» Your objective:
Reproduce the following material verbatim, omitting the pictures from your response.

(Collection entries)
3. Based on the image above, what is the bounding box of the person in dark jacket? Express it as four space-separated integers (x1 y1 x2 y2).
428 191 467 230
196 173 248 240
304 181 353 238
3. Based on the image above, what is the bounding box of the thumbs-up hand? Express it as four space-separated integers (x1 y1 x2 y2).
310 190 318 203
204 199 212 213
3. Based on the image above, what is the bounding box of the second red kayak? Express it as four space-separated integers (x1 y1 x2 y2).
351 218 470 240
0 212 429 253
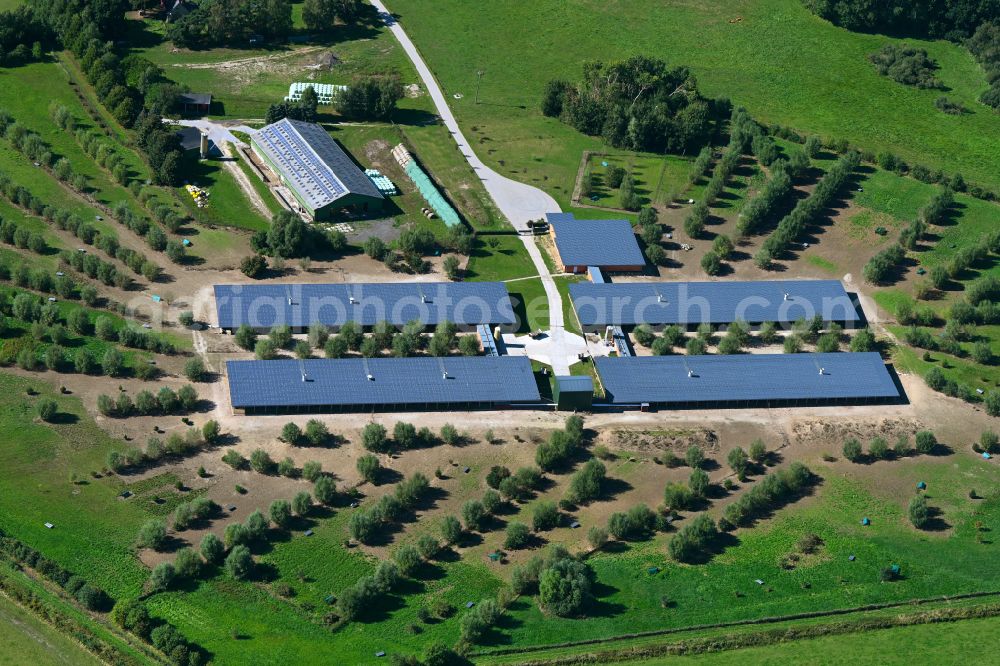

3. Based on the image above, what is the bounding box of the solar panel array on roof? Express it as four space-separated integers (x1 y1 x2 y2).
594 352 899 405
226 356 541 411
215 282 517 330
546 213 646 266
569 280 860 327
252 118 383 210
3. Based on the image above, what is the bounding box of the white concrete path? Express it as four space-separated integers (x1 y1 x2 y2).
371 0 560 230
371 0 587 375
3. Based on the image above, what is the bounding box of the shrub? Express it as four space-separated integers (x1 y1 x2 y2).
222 449 247 469
726 446 750 481
305 419 330 446
668 514 718 562
313 475 337 505
688 469 710 498
441 516 462 545
701 250 722 275
538 557 591 617
462 500 488 532
250 449 274 474
417 534 441 560
567 459 607 504
199 532 226 564
531 502 560 532
843 437 862 462
392 421 417 449
184 356 207 382
361 423 389 452
174 548 201 578
149 562 176 592
37 398 59 422
906 495 930 529
281 422 302 445
916 430 937 455
979 430 1000 453
267 500 292 529
136 519 167 550
356 453 382 483
486 465 511 490
663 483 694 511
868 437 889 460
302 460 323 483
441 423 459 446
226 545 253 580
684 444 705 469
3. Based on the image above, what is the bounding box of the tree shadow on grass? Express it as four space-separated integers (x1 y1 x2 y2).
583 581 628 618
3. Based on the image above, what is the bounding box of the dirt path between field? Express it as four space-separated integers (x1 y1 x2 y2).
219 143 271 220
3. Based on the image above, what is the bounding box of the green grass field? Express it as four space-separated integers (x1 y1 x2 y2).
605 618 1000 666
389 0 1000 200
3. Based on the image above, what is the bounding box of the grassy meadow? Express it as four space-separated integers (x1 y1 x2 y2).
389 0 1000 200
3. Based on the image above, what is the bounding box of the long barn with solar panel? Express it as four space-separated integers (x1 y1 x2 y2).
215 282 517 333
226 356 541 414
250 118 385 221
569 280 862 332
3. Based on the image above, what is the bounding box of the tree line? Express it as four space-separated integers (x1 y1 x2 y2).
541 56 729 153
754 151 860 268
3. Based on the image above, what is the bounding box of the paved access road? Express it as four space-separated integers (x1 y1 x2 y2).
371 0 586 375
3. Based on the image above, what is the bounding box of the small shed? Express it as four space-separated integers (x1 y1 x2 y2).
552 375 594 412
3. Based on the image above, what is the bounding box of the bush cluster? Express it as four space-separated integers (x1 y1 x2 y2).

» Output:
3. Based on the image above, what is the bounding box of the person in dark jacket? Express it as four space-separated integers (x1 y1 x2 y2).
428 191 467 230
196 173 248 240
304 181 353 238
3. Based on the image above, what is the bounding box of the thumbs-up hand? Express it as four space-separated integers (x1 y1 x2 y2).
310 190 318 203
204 199 212 213
3. Based on the image above, what is the bounding box of the second red kayak? Express it as four space-separated integers (x1 y1 x2 y2).
351 218 470 240
0 212 429 253

3. Based on the image above, what is the bounding box of the solar panel array on roof? Express it as four space-separated integers (x1 y1 x2 y2).
594 352 899 405
226 356 541 411
215 282 517 330
546 213 646 266
569 280 860 327
252 118 383 210
3. Based on the image above, what is the bounding box of the white concrete path? Express it as four space-separated integers (x1 y1 x2 y2).
371 0 560 230
371 0 587 375
3. Based on the image above, what is the bounding box of the shrub? Express it as four space-separated integers (x1 y1 x2 y2).
222 449 247 469
726 446 750 481
305 419 330 446
668 514 718 562
313 475 337 505
688 469 710 498
441 516 462 545
701 250 722 275
538 557 591 617
462 500 488 532
250 449 274 474
417 534 441 560
567 459 607 504
199 532 226 564
531 502 560 532
843 437 862 462
392 421 417 449
184 356 207 382
361 423 389 452
174 548 201 578
149 562 176 592
37 398 59 422
906 495 930 529
281 422 302 445
916 430 937 455
979 430 1000 453
267 500 292 529
136 519 167 550
356 453 382 483
486 465 511 490
663 483 694 511
868 437 889 460
302 460 323 483
441 423 459 446
226 545 253 580
684 444 705 469
3. Based on the image above, what is the bounding box of the tree shadow on grass? Express it as four space-separated integers (x1 y1 x2 y2).
583 581 628 618
3. Based on the image above, what is the bounding box of the dirt path between field? Express it as four space-separated integers (x1 y1 x2 y2).
219 143 271 220
3. Based on the image above, what is the bounding box of the green grass field? Express it as four space-separated integers (x1 y1 x2 y2).
605 618 1000 666
389 0 1000 200
3. Based on the image above, what is the bounding box of the grassy meadow? Express it as four space-separated integers (x1 y1 x2 y2).
389 0 1000 200
3. Based on the image above, what is the bounding box of the long barn with solar panel? Express it as four space-separated integers (x1 y1 x2 y2).
215 282 517 333
226 356 541 414
250 118 385 221
569 280 862 332
3. Based on the image above, what is the bounding box of the tree line? Express it as four space-separated integers (x1 y1 x2 y2).
541 56 729 153
754 151 860 268
3. Based on the image above, what is the bounding box of the paved access road? Express it as four space-separated integers (x1 y1 x2 y2).
371 0 586 375
3. Based on the image above, what is the bounding box of the small shed? Express it as four space-separated integers (x1 y1 x2 y2).
552 375 594 412
3. Based on the image above, what is the bounding box of the bush cluster? Express it as four space-separated integers (x1 y1 x2 y2).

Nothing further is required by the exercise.